[Point annotation dataset records]

********

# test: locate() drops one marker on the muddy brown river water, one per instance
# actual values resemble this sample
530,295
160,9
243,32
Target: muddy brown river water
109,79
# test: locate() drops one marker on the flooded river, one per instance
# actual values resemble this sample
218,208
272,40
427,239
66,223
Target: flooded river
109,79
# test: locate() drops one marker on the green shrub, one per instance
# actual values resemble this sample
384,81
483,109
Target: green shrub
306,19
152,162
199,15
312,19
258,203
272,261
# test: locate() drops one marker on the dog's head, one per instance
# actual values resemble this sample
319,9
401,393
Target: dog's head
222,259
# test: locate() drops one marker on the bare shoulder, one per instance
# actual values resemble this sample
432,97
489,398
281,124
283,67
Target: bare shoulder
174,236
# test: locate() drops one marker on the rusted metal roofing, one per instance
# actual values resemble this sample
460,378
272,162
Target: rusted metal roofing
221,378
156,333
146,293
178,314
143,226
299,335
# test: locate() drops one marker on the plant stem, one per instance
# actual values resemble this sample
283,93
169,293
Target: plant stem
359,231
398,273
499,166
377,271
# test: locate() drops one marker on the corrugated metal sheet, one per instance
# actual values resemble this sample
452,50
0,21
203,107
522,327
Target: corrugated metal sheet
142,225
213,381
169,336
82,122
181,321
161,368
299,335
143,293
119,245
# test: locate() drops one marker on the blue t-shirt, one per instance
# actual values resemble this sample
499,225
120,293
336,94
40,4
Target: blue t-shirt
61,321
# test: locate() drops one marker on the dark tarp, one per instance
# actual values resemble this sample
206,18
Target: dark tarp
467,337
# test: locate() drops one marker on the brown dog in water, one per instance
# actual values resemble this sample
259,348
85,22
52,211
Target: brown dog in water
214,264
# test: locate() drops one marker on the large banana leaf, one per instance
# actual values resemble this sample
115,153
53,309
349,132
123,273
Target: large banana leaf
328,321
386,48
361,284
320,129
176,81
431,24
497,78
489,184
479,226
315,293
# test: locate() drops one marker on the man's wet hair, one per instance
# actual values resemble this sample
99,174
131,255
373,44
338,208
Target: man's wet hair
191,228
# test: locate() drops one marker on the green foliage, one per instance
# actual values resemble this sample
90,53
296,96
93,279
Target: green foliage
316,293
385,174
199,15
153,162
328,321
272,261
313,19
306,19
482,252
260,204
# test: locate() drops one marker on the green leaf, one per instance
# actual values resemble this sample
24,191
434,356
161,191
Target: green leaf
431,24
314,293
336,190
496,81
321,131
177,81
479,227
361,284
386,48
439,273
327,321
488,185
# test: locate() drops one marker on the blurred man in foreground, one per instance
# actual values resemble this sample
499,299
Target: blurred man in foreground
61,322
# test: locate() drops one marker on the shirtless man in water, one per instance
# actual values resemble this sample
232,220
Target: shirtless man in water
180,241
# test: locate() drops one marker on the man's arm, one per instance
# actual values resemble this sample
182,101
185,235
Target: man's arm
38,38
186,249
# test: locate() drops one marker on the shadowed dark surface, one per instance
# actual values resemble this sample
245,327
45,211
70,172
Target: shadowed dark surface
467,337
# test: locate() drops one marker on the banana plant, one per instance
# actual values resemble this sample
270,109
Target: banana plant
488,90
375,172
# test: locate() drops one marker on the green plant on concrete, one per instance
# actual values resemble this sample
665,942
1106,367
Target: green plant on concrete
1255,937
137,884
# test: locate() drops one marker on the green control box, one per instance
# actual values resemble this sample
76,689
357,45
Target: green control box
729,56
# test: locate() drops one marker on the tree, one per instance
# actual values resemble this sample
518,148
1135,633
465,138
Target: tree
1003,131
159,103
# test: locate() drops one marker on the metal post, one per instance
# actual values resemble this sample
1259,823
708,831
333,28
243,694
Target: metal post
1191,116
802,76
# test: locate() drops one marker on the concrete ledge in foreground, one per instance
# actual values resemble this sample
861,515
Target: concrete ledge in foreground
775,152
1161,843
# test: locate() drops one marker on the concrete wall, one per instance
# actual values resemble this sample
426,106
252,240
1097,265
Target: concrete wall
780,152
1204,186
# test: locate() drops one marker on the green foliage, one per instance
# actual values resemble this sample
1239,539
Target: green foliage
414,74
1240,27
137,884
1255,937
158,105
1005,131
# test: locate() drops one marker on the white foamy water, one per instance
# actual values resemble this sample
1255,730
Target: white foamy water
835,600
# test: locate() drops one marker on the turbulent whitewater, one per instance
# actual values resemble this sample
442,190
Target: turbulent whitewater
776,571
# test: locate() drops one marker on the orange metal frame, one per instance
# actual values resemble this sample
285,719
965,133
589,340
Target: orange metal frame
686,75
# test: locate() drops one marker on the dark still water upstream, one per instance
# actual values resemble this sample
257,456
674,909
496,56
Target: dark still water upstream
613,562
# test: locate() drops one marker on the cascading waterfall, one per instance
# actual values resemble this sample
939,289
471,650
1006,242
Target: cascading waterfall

********

▶ _What to work on_
Repeat exactly the lines from the one containing "# test: locate() drops one marker on the white" through the last line of the records above, both included, and nothing else.

▶ _Solution to the problem_
# test: locate() drops one marker on the white foamy water, one per instance
# actual values resemble this sample
1255,730
Target: white foamy water
835,600
# test: locate() drops one marker on the turbulent whitewater, one per instance
# actual values resemble this sample
442,190
Target: turbulent whitewater
776,571
# test: locate() drops one marker on the orange metal frame, one per instance
# actual values resemble this sample
285,719
965,133
589,340
Target: orange metal frame
686,75
# test: locate() drops one marker on the dark still water upstream, one per instance
# actual values resemble this sample
257,456
674,909
496,56
Target: dark still water upstream
613,562
# test: locate() drops one marker on the cascading waterfall, one per instance
# actual values resemble this sample
939,289
471,650
1006,242
Target: cascading waterfall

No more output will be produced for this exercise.